* EXERCISE OBJECTIVE *
Please return each line of the records below that contains the word "branch", copying every such line in full.
____ INPUT FOR THIS TASK
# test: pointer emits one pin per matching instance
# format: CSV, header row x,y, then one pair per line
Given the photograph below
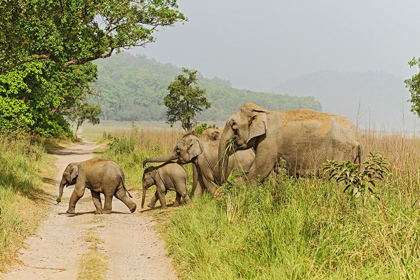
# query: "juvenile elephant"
x,y
304,138
202,153
100,176
167,177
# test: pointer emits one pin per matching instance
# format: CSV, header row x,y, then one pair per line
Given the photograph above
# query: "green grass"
x,y
295,229
291,228
22,195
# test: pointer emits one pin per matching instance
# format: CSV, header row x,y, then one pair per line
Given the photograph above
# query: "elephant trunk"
x,y
143,198
226,149
60,190
171,156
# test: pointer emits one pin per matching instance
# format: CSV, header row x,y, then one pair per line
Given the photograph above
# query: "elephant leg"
x,y
177,201
121,194
153,200
96,197
161,191
197,188
186,198
108,204
263,164
162,199
75,196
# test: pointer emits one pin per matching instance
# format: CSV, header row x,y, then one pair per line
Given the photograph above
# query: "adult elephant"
x,y
304,138
203,154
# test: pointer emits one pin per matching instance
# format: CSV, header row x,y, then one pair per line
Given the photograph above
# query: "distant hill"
x,y
133,87
382,96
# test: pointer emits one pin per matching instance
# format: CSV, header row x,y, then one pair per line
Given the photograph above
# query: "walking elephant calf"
x,y
167,177
100,176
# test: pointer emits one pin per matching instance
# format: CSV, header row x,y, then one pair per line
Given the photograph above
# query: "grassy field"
x,y
93,132
24,170
290,228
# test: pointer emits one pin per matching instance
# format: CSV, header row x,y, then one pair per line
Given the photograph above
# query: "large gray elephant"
x,y
203,154
100,176
167,177
304,138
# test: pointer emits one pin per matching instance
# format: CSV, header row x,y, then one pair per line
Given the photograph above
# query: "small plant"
x,y
198,130
359,179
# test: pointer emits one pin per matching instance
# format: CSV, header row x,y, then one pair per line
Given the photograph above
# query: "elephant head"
x,y
186,150
211,134
241,132
69,178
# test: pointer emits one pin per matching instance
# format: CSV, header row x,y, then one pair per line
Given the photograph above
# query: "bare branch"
x,y
41,56
87,59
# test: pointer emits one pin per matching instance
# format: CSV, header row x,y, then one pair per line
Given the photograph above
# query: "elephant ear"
x,y
194,148
74,172
215,135
257,123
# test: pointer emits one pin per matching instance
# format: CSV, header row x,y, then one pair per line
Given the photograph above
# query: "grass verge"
x,y
25,170
292,228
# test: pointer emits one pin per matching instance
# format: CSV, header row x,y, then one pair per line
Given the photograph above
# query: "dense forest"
x,y
132,88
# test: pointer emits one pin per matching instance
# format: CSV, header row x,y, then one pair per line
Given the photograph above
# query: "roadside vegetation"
x,y
292,228
23,199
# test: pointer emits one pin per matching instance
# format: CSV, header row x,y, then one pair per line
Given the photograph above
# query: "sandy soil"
x,y
132,248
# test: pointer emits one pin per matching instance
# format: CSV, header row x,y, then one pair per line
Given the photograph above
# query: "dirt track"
x,y
132,248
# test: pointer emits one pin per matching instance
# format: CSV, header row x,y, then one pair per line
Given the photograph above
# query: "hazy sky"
x,y
259,44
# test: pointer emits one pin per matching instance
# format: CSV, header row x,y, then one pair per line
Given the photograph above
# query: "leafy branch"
x,y
359,179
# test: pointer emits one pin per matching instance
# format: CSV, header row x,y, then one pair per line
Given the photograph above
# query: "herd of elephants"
x,y
253,140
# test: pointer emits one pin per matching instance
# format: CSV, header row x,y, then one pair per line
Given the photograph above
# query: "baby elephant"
x,y
167,177
100,176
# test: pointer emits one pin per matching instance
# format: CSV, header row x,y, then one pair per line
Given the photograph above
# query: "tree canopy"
x,y
184,100
46,48
413,85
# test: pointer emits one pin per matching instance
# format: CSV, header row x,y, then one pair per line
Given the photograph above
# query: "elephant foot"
x,y
133,208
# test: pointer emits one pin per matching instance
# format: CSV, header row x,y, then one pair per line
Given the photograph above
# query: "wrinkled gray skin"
x,y
167,177
100,176
304,138
203,154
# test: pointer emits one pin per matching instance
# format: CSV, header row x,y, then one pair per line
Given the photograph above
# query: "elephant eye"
x,y
234,125
252,119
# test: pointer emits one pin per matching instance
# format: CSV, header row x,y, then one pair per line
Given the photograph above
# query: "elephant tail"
x,y
358,158
122,182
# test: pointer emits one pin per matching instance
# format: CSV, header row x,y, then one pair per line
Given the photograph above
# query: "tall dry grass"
x,y
290,228
22,165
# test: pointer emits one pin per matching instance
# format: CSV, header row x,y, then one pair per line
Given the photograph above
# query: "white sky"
x,y
259,44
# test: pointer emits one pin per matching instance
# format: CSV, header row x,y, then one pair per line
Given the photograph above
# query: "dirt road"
x,y
131,248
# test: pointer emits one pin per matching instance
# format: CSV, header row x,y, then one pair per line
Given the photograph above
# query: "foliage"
x,y
133,89
82,112
46,48
184,101
73,33
199,129
358,182
413,85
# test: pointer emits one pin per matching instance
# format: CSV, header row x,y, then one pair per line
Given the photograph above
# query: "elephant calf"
x,y
167,177
100,176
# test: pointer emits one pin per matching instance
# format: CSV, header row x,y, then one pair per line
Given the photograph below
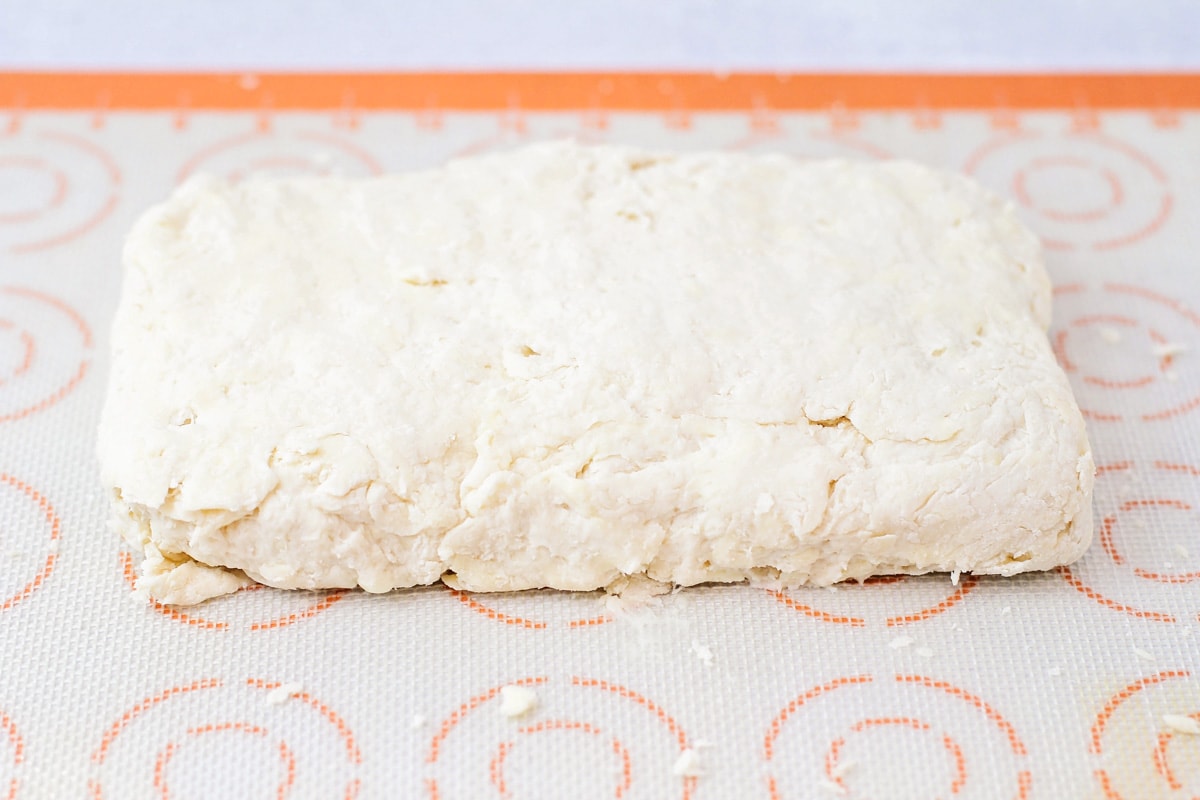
________
* WRITTEN SOLUTION *
# query: "bare branch"
# query: "leafy branch"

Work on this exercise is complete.